TASK DESCRIPTION: Every entry below needs to be repeated exactly.

RECORDS PROVIDED:
════

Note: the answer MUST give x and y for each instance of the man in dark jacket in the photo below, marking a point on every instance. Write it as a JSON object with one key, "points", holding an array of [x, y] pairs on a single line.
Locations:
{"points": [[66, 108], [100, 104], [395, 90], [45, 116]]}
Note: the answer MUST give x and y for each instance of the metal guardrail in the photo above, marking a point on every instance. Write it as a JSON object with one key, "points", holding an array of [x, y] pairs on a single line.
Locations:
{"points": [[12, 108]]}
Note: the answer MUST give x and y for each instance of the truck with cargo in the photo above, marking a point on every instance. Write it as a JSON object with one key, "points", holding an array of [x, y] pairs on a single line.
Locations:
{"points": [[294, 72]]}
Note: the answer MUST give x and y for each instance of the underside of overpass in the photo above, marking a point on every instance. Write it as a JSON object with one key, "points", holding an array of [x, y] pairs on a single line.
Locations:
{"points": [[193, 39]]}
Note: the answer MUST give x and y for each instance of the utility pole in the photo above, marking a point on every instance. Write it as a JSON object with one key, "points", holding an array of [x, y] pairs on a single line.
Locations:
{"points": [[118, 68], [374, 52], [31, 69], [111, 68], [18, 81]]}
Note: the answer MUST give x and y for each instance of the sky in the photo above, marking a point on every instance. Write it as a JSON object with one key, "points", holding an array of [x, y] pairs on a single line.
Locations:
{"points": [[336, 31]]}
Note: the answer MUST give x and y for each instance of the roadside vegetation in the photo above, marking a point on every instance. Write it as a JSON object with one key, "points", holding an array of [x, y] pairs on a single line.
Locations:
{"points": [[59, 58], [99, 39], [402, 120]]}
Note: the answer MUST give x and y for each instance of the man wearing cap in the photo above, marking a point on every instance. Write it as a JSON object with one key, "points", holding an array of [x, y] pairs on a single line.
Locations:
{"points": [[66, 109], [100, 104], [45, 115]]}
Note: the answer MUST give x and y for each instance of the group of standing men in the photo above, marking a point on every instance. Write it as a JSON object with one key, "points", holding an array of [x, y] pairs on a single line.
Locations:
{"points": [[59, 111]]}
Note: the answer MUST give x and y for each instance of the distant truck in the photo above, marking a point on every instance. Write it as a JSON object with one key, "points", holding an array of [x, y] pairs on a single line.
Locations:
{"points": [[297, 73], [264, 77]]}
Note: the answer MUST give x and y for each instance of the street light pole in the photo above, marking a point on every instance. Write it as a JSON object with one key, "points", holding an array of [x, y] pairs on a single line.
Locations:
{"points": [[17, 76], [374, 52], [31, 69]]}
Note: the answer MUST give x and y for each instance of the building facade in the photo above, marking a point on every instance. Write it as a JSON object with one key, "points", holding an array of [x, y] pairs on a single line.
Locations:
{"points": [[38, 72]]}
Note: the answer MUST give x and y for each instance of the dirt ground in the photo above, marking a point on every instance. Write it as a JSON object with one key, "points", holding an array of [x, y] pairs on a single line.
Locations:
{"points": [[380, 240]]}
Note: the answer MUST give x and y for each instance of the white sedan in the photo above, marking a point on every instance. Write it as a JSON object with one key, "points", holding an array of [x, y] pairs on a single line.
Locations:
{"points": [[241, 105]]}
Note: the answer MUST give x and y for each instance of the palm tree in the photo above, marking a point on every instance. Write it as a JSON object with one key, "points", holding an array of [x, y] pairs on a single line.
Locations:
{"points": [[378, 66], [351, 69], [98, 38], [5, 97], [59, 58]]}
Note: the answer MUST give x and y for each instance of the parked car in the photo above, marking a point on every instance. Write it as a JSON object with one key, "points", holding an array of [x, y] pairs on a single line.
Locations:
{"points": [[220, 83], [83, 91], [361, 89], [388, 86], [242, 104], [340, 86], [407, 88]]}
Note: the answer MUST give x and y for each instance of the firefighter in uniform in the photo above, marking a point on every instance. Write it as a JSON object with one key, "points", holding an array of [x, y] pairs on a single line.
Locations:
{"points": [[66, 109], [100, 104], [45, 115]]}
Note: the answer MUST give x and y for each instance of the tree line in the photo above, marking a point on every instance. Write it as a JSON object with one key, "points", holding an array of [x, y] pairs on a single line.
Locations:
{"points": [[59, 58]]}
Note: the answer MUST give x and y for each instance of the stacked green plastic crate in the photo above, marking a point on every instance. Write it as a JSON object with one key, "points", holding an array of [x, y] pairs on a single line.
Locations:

════

TASK RESPONSE:
Note: the answer MUST give x and y for each instance of the man in dark jacket in the photo below, marking a point on every instance. Write it as a JSON object with one key, "points", holding an array of [x, y] pairs on a single line.
Locations:
{"points": [[66, 108], [100, 104], [395, 90], [45, 116]]}
Note: the answer MUST give x and y for each instance of the metal guardrail in the photo above, marking a point on every instance. Write it as a JSON object with one key, "points", holding an array of [x, y] pairs on a single line.
Locations:
{"points": [[12, 108]]}
Note: the answer MUST give x and y for each instance of the truck with cargo in the photo above, marking a point on every instance. Write it as a JSON object with one key, "points", holding an array of [x, y] pairs on a single line.
Locations:
{"points": [[294, 72]]}
Note: the answer MUST give x and y for each instance of the underside of overpass in the photo above, marking a point on every instance. Write it as a JSON object with one key, "points", holding an array of [x, y] pairs on a single line.
Locations:
{"points": [[193, 39]]}
Note: the answer MUST give x and y for each instance of the utility pole in the photo above, marking a point on every instance. Write it as a JSON object with one key, "points", holding an array of [x, y] pairs on a single line.
Locations:
{"points": [[118, 68], [374, 52], [31, 69], [111, 68], [18, 81]]}
Note: the answer MUST give x and y for each instance of the sky in the photo above, marking a point on every instance. Write it as a JSON object with one key, "points", holding an array of [x, y] pairs on a single line.
Locations:
{"points": [[336, 31]]}
Note: the answer MUST give x and y for each instance of the roadside vegetation in the photo above, marking a point on every instance. Write it as a JSON object with one key, "points", holding an array of [x, y] pairs on a single line.
Locations:
{"points": [[59, 58], [99, 39], [402, 120]]}
Note: the answer MUST give x and y for each instance of the man wearing cap in the photo above, marking a point on every instance. Write it as a JSON object with one key, "points", holding an array of [x, y] pairs on a single line.
Locations:
{"points": [[66, 109], [100, 104], [45, 115]]}
Note: the answer MUST give x and y for each instance of the group of standing men in the photo above, marking a point on every instance. Write it as a JSON object with one key, "points", holding an array of [x, y] pairs on a single line.
Locations:
{"points": [[59, 111]]}
Note: the answer MUST give x and y for each instance of the distant truck in the photo above, marking a point on every instance. Write it as a JSON object with one key, "points", holding an array of [x, y] pairs on a single line.
Locations:
{"points": [[297, 73], [264, 77]]}
Note: the answer MUST give x and y for each instance of the street light pole in the photo above, marking a point on every instance. Write it as a JSON object with one key, "points", holding an array of [x, y] pairs on a single line.
Locations:
{"points": [[17, 76], [374, 52], [31, 69]]}
Note: the answer MUST give x and y for each instance of the building facade in the photo above, marking a point on every instance. Write it as a JSON object with one key, "points", holding an array of [x, y] pairs on a single line.
Locations:
{"points": [[38, 72]]}
Note: the answer MUST give x and y for each instance of the dirt ground in the photo above, marking a point on every instance. Write it as a JSON object with one key, "points", holding an array of [x, y] pairs on a single line.
Locations:
{"points": [[380, 240]]}
Note: the answer MUST give x and y for each instance of the white sedan in the photo above, marking a point on every instance. Write it as a JSON object with one key, "points", holding an array of [x, y] pairs on a single line.
Locations:
{"points": [[241, 105]]}
Note: the answer MUST give x and y for each instance of the palm tree in the photo above, marking a point on every instance. Write it as a JSON object with one key, "points", holding an array of [x, y] pairs on a single line.
Locations:
{"points": [[378, 66], [351, 69], [98, 38], [5, 97], [59, 58]]}
Note: the answer MUST give x and y for each instance of the parked car in the photo above, marking a point on every instance. Write it as a JSON object with one key, "points", holding an array of [x, y] pairs on a single line.
Locations:
{"points": [[220, 83], [83, 91], [361, 89], [388, 86], [242, 104], [340, 86], [407, 88]]}
Note: the answer MUST give x and y for each instance of the firefighter in uniform in the photo above, marking a point on every instance. Write it as a JSON object with one key, "points", holding an array of [x, y] pairs on a single line.
Locations:
{"points": [[66, 109], [100, 104], [45, 115]]}
Note: the answer MUST give x and y for each instance of the tree line in the photo above, marking a point on every instance. Write it as a JSON object with one key, "points", holding an array of [x, y] pairs on a single line.
Locations:
{"points": [[59, 58]]}
Note: the answer MUST give x and y for each instance of the stacked green plastic crate in the photo above, marking a point on every instance. Write it as a JSON object with one key, "points", holding an array of [x, y] pairs on a single line.
Locations:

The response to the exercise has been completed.